§ WHAT THIS TASK INVOLVES
Pick up the text on seven players who could become stars of the tournament and continue it from its last sentence.

Here, Stats Perform looks at seven players who could emerge as dominant stars of the tournament.

Alexia Putellas, Spain and Barcelona

Generally considered to be the world's best player, Putellas became the first Spain women's international to reach 100 caps on Friday when she played and scored in a 1-1 friendly draw against Italy. She runs the show for Barcelona, captaining the team, and delivered a flood of goals from midfield. She hit 34 goals across all competitions last season, including a four-minute hat-trick against Valencia, and in the Champions League she was named player of the season, despite her team's 3-1 defeat to Lyon in the final.

Irene Paredes, Spain and Barcelona

If Putellas pulls the strings in the opposition half, it will likely fall to Paredes to organise at the other end of the field, as favourites Spain look to keep it tight at the back. The Barcelona centre-back is set to captain Spain, who are seeking their first European Championship title. After joining last year from Paris Saint-Germain, Paredes helped Barcelona to a polished Primera Division campaign of 30 wins from 30 games, with only 11 goals conceded. Almost 11 years since making her debut in Euro 2013 qualifying, Spain will look for Paredes to lead by example.

§ SUPPLIED DATA

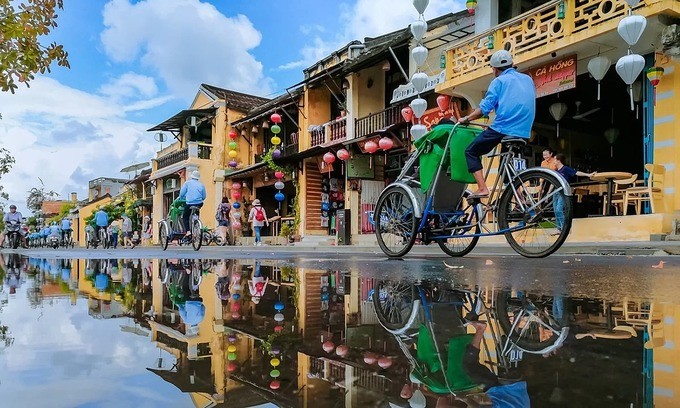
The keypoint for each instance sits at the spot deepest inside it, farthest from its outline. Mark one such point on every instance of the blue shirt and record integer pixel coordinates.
(512, 96)
(193, 192)
(101, 218)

§ EXPECTED ANSWER
Pernille Harder, Denmark and Chelsea

Harder is a serial winner at club level, having won four consecutive league and cup doubles with Wolfsburg before joining Chelsea for a reported world-record fee in September 2020 and adding back-to-back WSL and FA Cup doubles. The classy forward will create chances for others but is also a deadly finisher, scoring 68 goals in 134 internationals. Runners-up last time, Denmark will look to Harder to ensure they are in the mix again this month.

Ada Hegerberg, Norway and Lyon

Hegerberg is the returning Norway heroine, coming back into the fold in March after almost five years in self-imposed exile, having previously been upset by the national federation's treatment of the women's game. A true superstar of the game, the Lyon striker and former Ballon d'Or Feminin winner suffered an ACL injury in early 2020 that kept her sidelined for 20 months, but she is emphatically back now, as she proved when scoring in the Champions League final win over Barcelona – a 59th European club competition goal in her 60th such game.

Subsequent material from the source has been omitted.